== Records for the task ==
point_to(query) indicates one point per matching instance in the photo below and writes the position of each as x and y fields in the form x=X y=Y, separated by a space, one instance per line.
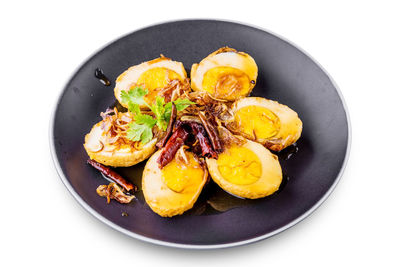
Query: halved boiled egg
x=175 y=188
x=116 y=154
x=272 y=124
x=153 y=75
x=248 y=170
x=225 y=74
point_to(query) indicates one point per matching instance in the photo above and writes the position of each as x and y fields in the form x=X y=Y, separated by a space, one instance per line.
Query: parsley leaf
x=181 y=104
x=139 y=132
x=141 y=129
x=134 y=96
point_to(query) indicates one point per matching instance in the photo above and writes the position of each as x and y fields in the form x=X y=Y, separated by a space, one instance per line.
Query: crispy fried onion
x=113 y=191
x=115 y=125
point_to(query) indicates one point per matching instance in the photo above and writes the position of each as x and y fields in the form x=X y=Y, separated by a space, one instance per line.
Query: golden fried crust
x=119 y=157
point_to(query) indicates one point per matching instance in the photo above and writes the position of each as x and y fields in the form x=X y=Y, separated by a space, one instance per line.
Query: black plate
x=286 y=74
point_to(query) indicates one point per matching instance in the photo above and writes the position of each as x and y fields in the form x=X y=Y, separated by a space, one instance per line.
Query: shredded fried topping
x=115 y=125
x=113 y=191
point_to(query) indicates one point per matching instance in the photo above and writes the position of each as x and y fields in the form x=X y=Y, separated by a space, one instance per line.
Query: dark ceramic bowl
x=286 y=74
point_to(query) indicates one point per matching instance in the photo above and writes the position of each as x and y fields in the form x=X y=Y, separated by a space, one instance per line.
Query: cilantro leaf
x=134 y=96
x=181 y=104
x=139 y=132
x=159 y=110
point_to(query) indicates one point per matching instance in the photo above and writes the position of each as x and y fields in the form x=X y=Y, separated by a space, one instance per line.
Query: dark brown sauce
x=99 y=74
x=213 y=199
x=288 y=152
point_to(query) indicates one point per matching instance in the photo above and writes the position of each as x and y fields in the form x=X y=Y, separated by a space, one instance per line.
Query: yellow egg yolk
x=226 y=82
x=156 y=78
x=239 y=165
x=180 y=175
x=258 y=122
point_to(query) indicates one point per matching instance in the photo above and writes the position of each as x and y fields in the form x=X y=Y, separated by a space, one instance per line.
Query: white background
x=42 y=43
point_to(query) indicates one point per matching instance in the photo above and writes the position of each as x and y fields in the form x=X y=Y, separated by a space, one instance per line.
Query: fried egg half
x=116 y=156
x=153 y=75
x=248 y=170
x=225 y=74
x=175 y=188
x=272 y=124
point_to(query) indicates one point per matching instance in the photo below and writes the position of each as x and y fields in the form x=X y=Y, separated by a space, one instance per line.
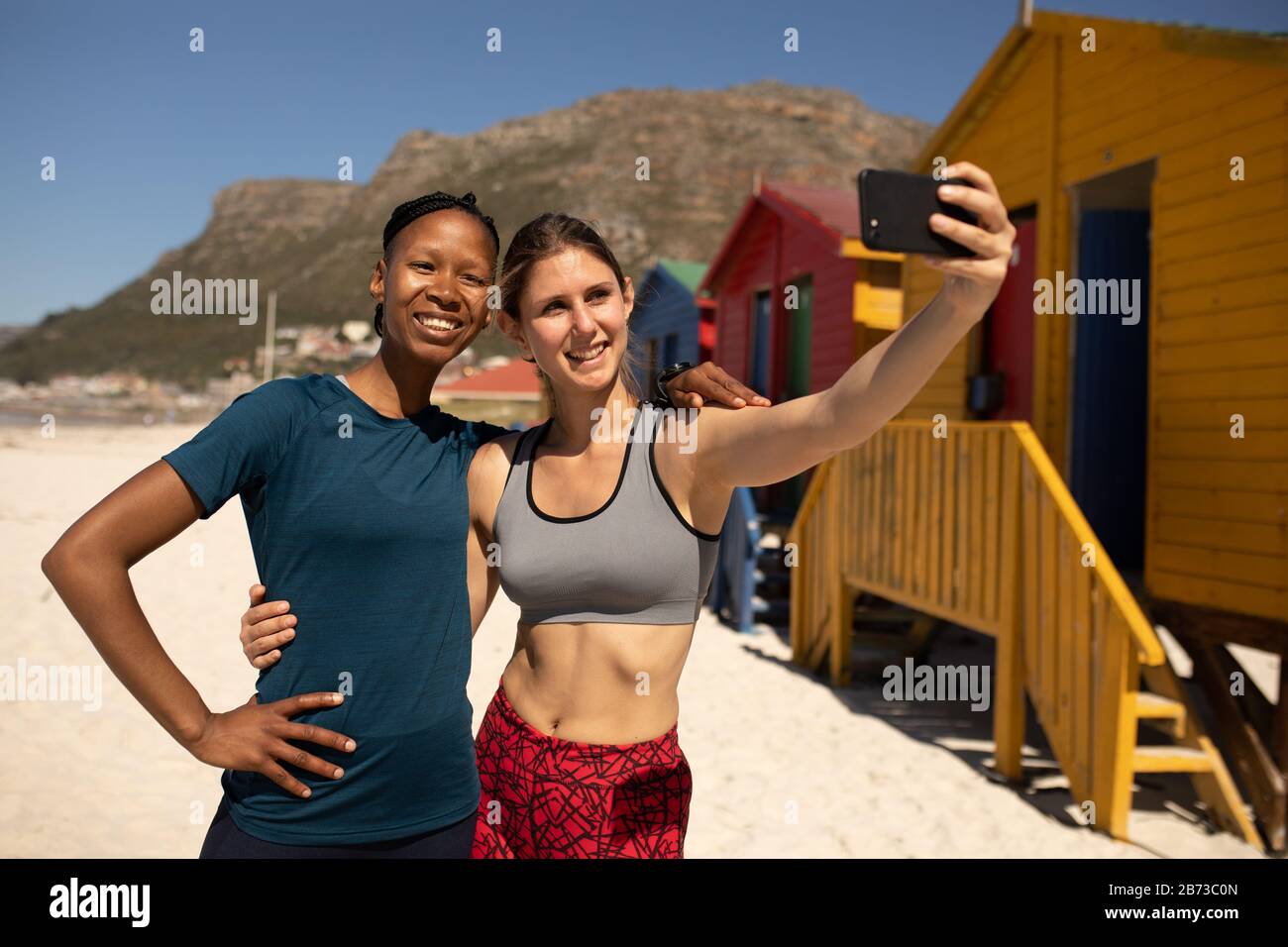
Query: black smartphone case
x=896 y=208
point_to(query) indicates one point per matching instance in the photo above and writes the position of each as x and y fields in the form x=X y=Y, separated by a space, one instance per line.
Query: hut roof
x=1270 y=48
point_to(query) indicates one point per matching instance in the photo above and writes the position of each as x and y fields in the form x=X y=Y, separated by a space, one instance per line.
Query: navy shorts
x=226 y=840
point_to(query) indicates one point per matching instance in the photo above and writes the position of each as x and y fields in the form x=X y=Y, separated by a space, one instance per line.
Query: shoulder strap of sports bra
x=523 y=449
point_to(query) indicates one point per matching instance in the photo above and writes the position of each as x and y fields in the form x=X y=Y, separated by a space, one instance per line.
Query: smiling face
x=433 y=283
x=572 y=320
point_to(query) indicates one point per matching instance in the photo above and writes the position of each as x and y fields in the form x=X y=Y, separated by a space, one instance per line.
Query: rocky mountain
x=314 y=241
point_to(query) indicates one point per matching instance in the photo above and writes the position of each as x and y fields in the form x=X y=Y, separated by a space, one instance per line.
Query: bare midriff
x=597 y=682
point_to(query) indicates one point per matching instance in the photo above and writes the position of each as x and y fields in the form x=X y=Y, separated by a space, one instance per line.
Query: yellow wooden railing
x=977 y=527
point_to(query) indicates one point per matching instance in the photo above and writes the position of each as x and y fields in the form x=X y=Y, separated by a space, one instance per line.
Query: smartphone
x=896 y=208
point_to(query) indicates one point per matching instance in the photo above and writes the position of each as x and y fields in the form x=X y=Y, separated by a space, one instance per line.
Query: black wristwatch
x=666 y=375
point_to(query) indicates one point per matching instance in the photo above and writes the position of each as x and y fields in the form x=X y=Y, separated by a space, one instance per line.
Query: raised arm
x=732 y=445
x=89 y=569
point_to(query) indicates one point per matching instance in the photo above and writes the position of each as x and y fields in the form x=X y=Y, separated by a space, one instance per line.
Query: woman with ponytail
x=355 y=495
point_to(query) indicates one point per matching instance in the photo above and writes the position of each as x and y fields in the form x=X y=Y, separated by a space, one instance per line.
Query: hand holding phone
x=896 y=208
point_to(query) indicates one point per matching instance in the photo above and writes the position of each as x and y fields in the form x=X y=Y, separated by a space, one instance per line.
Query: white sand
x=784 y=766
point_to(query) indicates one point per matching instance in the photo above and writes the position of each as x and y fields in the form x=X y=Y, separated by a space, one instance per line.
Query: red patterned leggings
x=550 y=797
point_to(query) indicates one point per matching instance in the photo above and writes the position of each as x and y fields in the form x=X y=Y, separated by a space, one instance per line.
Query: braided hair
x=408 y=210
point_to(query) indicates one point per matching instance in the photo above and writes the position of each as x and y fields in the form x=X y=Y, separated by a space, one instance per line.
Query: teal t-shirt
x=360 y=521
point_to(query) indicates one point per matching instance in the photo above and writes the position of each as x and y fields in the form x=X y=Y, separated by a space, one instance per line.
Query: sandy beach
x=784 y=766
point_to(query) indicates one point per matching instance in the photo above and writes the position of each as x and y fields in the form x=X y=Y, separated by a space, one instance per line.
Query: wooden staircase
x=978 y=528
x=1167 y=706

== What is required ==
Rewrite all the items with every "one instance per line" changed to "one match per line", leaving everything else as it is. Leave the pictures out of your answer.

== Answer for this exercise ==
point_to(query) indicates one point per matching instance in the photo below and writes the position of each as x and y fields in the form x=X y=Y, separated by a space, one match per line.
Query: halved boiled egg
x=175 y=188
x=116 y=154
x=272 y=124
x=153 y=75
x=248 y=170
x=225 y=74
point_to(query) indicates one point per matching instance in the photo above and writes the position of each as x and y fields in the form x=X y=Y, separated by a space, one match per line.
Query: parsley leaf
x=181 y=104
x=139 y=132
x=141 y=129
x=134 y=96
point_to(query) indicates one point per matching instance in the photo above and writes the position of each as x and y fields in the form x=X y=Y, separated by a space, one match per line.
Query: crispy fried onion
x=113 y=191
x=115 y=125
point_to(query) indicates one point per matching instance in the photo above and writes the position of each as x and y fields in the form x=X y=Y, separated by a space, one match per line.
Query: golden fried crust
x=119 y=157
point_to(query) indicates one point per matching instance in the photo above and writes the position of each as x and y fields in the form x=X y=Y, separated by a space, one match per line.
Query: black plate
x=286 y=74
point_to(query) indicates one point per matching instance in the photo above and writes the position of each as x and y fields in the form x=X y=Y, separated by a space, one match per line.
Query: shredded fried topping
x=115 y=125
x=113 y=191
point_to(query) indicates one point per matching instance in the photo above and writes the position of each as x and y fields in the form x=X y=Y, separated by a space, one match per line.
Query: dark ceramic bowl
x=286 y=74
point_to(query) indicates one point per matching instance in the photo above and writes the position of each as x and y fields in the form x=X y=Y, separated by a space, one match per line.
Query: cilantro leaf
x=134 y=96
x=181 y=104
x=139 y=132
x=159 y=110
point_to(query) indicates one point per matching instance in the photo above and writes the position of each as x and y fields in the form x=X y=Y, separated by a space, one match per line.
Query: dark brown sauce
x=99 y=74
x=213 y=199
x=288 y=152
point_to(query) indicates one point per matching instance in the photo above and writes the position of each as x and y fields in the form x=X y=Y, separated by a space, one match per line.
Query: yellow egg yolk
x=226 y=82
x=156 y=78
x=239 y=165
x=180 y=175
x=258 y=122
point_to(query) indicates one point per matching instance in the photo above and writes the position of each as x and y fields in the form x=X y=Y, separated by a space, one match per line.
Query: white background
x=42 y=43
point_to(query) indicates one point per matching instance in the photo above and writes the position of each as x and y fields in the form x=X y=Y, separated by a space, one match per line.
Query: fried egg half
x=116 y=156
x=153 y=75
x=248 y=170
x=225 y=74
x=175 y=188
x=272 y=124
point_to(query) indicates one point per matching instance in the photo below and writes the position of each as x and y fields in the form x=X y=Y, separated by a space, one match per line.
Query: black smartphone case
x=896 y=208
point_to(query) indicates one point per matching instance in the photo above and writes the position of each as x and y fields in the form x=X y=Y, separated by a space, one match per line.
Query: hut roof
x=1270 y=48
point_to(query) indicates one point per matching instance in the photo above and writes the position of each as x and y fields in the form x=X y=Y, separated by a space, one match per line.
Query: navy shorts
x=226 y=840
point_to(query) indicates one point per matching instance in the photo above and writes the position of each as x and y fields in the form x=X y=Y, separated by a space, one match per line.
Query: shoulder strap of sports bra
x=523 y=449
point_to(query) indicates one point per matching instance in the photo above and writes the position of each as x and y fields in the form x=X y=Y, separated by a space, one match per line.
Query: smiling face
x=433 y=283
x=572 y=320
point_to(query) indicates one point per matching instance in the photo above and writes the position of each as x and y fields in the form x=X y=Y, separated by a space, one match per line.
Query: rocky mountain
x=314 y=241
point_to(query) indicates one point per matching instance in the photo above and writes the position of each as x and y fields in the form x=X y=Y, separated by a space, one match per line.
Query: bare midriff
x=597 y=682
point_to(query) indicates one point per matching instance in the photo above and writes the position of each as x and y fields in the form x=X y=Y, separated by a space, one match per line.
Query: yellow wooden railing
x=977 y=527
point_to(query) indicates one point per matching instance in the photo above and writes the position of each as x and y fields in the form x=X y=Y, separated by a space, one match per line.
Query: smartphone
x=896 y=208
point_to(query) indicates one point per matching instance in the photo above and writes the position of each as x and y fields in the form x=X y=Y, separated by a space, one match per line.
Query: black wristwatch
x=666 y=375
point_to(query) indicates one point per matching instance in the photo above and writes the position of each as x and y fields in the form x=X y=Y, separated by a space, one match per line.
Query: raised arm
x=732 y=445
x=89 y=569
point_to(query) indicates one point per matching instance in the photo above and writes the position of each as x and y fields in the form x=X y=Y, separated by a space, one match per line.
Query: woman with ponytail
x=355 y=495
point_to(query) indicates one point per matching instance in the photo above and writes the position of each as x and y fields in the form x=X y=Y, separated by a space, one match per line.
Query: hand holding phone
x=896 y=208
point_to(query) indicates one point per matching instance in the photo above and writes the position of each as x and y fields in the form x=X y=Y, separated by a space, one match per line.
Query: white sand
x=784 y=766
point_to(query) indicates one point per matching instance in the photo above and writes the position of each as x and y fields in the form x=X y=Y, separated by a space, one match per line.
Query: red patterned leggings
x=550 y=797
point_to(query) indicates one point per matching instance in the photo above and writes the position of each as x and y fields in the form x=X y=Y, separated by a space, one match per line.
Query: braided hair
x=408 y=210
point_to(query) indicates one point per matching instance in the photo above and writes the position of each as x and y fields in the form x=X y=Y, separated by a space, one match per line.
Query: teal t-shirt
x=360 y=521
point_to(query) indicates one point per matching instance in the photo above and writes the position of each as x and y fields in the form x=X y=Y, separated by a space, one match per line.
Query: sandy beach
x=784 y=766
point_to(query) indicates one point per matching instance in the photo above and writes the position of each as x and y fields in the form x=X y=Y, separated by a space, one match per line.
Query: wooden staircase
x=978 y=528
x=1167 y=706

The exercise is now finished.